→ **Text passage**:
=== Section Start ===

Heterosis has been documented for many traits, within many different species, such as high-temperature growth rate in yeast (Steinmetz et al. 2002), post-weaning success in pigs (Young et al. 1976), and mannose-binding lectin in humans (Hellemann et al. 2007). In house mice, heterosis has been observed for traits including food competition (Manosevitz 1972), motor behavior (Guttman et al. 1980), growth rates (Bhuvanakumar et al. 1985), body size (Lynch et al. 1986), litter size (Peripato et al. 2004), activity rhythms (Beau 1991), and nest-building behavior (Bult and Lynch 1996).

The primary purpose of the present study was to test for heterosis using two (of four) replicate lines of mice that have been bred for high voluntary wheel-running behavior (Swallow et al. 1998, 2005, 2009). Wheel running is a behavior that generally will involve aspects of both motivation and ability (Waters et al. 2008; Meek et al. 2009; Garland et al. 2011b). For example, an individual rodent that is highly motivated to run (e.g., because it is highly rewarding in a neurobiological sense) but lacks the inherent endurance capacity to do so simply will not be able to run as much as another individual with both high motivation and high ability. Rodent wheel running has been the subject of numerous studies, with goals ranging widely across behavior, physiology, and genetics (e.g., Slonaker 1912; de Kock and Rohn 1971; Holloszy and Smith 1987; Belke and Garland 2007). Despite a century of study, precisely what wheel running in laboratory rodents represents remains controversial (Mather 1981; Sherwin 1998; Garland et al. 2011b). Heterosis has been observed for wheel-running behavior (and other aspects of locomotor activity, e.g., exploratory behavior) when inbred strains of mice were crossed (Bruell 1964a, b).

=== Section End ===

→ **Listed entries**:
=== Section Start ===

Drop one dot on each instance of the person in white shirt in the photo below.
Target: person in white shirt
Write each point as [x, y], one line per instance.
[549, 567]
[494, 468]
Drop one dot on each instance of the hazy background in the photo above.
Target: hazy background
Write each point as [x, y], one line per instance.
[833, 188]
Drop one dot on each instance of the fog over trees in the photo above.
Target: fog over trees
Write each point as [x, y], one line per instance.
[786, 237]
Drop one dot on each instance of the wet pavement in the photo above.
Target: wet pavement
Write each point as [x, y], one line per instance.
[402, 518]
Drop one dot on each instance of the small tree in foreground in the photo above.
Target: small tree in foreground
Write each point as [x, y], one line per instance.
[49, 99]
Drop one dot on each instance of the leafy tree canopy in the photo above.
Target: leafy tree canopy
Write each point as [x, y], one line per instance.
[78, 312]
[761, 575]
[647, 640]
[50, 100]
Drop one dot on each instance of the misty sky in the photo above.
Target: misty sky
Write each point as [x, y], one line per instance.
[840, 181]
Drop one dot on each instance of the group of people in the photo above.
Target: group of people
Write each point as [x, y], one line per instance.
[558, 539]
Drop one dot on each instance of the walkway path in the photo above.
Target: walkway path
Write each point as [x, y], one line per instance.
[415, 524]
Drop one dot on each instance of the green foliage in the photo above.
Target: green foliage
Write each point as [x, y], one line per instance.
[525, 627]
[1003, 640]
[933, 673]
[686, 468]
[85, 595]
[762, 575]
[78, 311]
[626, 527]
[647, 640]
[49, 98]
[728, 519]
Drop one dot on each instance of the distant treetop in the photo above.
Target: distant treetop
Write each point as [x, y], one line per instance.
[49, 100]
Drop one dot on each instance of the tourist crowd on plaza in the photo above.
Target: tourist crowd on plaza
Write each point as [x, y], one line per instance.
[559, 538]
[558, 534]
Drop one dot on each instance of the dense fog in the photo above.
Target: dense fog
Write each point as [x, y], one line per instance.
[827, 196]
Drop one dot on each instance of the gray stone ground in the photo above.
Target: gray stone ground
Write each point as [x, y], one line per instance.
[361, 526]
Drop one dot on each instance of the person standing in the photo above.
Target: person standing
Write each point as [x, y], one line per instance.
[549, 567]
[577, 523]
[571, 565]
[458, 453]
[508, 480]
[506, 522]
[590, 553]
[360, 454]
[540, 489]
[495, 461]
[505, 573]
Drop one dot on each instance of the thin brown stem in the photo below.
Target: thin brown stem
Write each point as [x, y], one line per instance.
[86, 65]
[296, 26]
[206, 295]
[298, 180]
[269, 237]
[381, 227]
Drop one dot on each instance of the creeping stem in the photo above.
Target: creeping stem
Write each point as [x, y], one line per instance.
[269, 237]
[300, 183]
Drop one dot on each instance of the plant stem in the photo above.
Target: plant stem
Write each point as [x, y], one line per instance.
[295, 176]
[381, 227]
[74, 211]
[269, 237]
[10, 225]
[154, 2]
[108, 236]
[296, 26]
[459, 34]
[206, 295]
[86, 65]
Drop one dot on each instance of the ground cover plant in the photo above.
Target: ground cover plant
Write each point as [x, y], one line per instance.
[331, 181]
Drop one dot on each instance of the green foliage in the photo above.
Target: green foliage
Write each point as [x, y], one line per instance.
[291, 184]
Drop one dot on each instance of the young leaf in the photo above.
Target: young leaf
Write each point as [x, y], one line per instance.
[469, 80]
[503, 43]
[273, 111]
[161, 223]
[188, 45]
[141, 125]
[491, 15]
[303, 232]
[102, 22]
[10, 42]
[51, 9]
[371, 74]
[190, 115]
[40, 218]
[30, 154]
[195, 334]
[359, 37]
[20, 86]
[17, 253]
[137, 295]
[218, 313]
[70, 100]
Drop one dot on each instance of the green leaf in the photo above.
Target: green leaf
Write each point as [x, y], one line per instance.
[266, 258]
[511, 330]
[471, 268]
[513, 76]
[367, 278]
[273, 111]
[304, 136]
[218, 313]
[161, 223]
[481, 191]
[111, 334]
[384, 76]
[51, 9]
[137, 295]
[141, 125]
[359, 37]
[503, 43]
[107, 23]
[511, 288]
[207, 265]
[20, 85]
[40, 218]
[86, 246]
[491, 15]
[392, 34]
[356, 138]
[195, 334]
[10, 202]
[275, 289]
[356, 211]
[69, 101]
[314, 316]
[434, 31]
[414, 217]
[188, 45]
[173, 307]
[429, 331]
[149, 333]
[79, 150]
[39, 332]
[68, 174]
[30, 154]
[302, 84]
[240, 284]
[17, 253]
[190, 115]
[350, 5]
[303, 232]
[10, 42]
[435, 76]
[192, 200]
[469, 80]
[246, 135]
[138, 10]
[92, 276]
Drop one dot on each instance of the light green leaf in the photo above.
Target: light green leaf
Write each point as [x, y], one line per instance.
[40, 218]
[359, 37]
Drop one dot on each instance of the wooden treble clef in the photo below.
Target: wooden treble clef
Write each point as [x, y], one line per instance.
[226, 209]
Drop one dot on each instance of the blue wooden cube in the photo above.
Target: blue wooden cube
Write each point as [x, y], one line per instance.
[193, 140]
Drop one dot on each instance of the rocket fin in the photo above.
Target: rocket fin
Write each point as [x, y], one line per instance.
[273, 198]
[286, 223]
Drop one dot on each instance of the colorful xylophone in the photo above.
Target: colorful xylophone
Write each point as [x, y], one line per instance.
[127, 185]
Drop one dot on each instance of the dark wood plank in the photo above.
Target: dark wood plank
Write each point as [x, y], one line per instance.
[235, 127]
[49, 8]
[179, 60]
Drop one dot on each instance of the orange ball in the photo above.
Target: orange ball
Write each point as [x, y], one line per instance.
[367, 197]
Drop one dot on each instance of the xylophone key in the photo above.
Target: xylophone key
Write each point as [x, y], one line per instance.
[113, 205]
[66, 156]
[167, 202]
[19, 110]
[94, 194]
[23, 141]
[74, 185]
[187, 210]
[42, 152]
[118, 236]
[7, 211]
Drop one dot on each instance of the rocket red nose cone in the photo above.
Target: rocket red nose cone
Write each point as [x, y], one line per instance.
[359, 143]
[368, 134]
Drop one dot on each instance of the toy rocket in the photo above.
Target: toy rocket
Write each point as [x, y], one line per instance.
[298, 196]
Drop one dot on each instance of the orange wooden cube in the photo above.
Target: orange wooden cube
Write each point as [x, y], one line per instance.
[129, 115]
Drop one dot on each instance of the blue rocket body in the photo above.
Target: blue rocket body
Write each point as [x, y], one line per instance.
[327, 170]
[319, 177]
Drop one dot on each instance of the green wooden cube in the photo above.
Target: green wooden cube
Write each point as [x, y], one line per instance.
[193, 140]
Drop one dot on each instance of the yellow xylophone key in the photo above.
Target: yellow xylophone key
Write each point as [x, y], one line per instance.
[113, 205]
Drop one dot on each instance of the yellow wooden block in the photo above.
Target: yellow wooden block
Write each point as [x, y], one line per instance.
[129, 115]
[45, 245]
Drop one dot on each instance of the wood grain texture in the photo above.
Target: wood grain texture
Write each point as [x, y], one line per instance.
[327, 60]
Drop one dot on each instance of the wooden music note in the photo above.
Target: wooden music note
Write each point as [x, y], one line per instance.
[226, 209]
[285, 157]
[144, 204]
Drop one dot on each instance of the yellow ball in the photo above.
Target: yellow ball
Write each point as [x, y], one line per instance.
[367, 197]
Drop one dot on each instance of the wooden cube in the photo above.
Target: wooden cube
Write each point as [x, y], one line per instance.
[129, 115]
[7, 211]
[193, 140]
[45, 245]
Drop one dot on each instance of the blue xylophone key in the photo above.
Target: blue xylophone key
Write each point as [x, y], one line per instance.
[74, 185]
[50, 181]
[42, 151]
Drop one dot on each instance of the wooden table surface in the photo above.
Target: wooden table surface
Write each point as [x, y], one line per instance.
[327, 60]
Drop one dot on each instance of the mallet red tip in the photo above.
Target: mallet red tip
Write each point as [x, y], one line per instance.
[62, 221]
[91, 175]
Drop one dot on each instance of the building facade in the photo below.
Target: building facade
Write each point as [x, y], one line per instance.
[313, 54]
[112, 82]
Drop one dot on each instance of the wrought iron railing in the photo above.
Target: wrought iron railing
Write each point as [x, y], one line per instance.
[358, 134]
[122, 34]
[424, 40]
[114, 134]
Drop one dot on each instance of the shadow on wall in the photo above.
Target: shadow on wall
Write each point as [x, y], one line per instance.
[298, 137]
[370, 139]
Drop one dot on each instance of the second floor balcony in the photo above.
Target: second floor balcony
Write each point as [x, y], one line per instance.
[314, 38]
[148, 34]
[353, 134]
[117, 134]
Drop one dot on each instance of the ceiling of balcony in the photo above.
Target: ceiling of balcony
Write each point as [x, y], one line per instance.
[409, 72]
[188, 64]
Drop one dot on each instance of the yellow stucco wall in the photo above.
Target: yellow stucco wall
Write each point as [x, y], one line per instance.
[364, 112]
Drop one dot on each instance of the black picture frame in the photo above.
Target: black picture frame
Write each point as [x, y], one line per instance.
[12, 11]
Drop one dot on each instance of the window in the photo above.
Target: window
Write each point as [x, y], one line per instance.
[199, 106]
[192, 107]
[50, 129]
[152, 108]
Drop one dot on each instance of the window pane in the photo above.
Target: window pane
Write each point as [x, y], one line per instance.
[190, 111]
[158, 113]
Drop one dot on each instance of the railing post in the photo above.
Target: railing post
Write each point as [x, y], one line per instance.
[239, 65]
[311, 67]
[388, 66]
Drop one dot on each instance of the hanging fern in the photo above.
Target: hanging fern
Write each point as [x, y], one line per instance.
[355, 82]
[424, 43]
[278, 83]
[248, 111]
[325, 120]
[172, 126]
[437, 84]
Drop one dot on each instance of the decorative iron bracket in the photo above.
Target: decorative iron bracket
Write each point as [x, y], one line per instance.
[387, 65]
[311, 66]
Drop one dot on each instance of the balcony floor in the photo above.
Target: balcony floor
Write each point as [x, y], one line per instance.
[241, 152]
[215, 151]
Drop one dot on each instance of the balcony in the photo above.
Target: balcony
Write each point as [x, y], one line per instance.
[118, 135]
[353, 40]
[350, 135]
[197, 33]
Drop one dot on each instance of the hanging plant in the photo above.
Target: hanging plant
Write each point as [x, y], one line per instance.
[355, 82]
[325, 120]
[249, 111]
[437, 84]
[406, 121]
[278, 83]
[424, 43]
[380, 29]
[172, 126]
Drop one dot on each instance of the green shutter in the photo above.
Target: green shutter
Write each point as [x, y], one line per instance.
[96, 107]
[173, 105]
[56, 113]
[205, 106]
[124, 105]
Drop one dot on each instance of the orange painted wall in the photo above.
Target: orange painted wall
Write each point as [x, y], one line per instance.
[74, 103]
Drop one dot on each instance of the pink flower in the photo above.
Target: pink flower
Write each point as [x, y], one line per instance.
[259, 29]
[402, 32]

=== Section End ===

→ **Activity 1**:
Rewrite the heterosis passage from "Heterosis has been documented" up to and including "and Lynch 1996).", putting "laboratory mice" in place of "house mice".
→ **Activity 2**:
In the heterosis passage, what trait in pigs is given as an example of heterosis?

→ **Expected output 1**:
Heterosis has been documented for many traits, within many different species, such as high-temperature growth rate in yeast (Steinmetz et al. 2002), post-weaning success in pigs (Young et al. 1976), and mannose-binding lectin in humans (Hellemann et al. 2007). In laboratory mice, heterosis has been observed for traits including food competition (Manosevitz 1972), motor behavior (Guttman et al. 1980), growth rates (Bhuvanakumar et al. 1985), body size (Lynch et al. 1986), litter size (Peripato et al. 2004), activity rhythms (Beau 1991), and nest-building behavior (Bult and Lynch 1996).

→ **Expected output 2**:
Post-weaning success.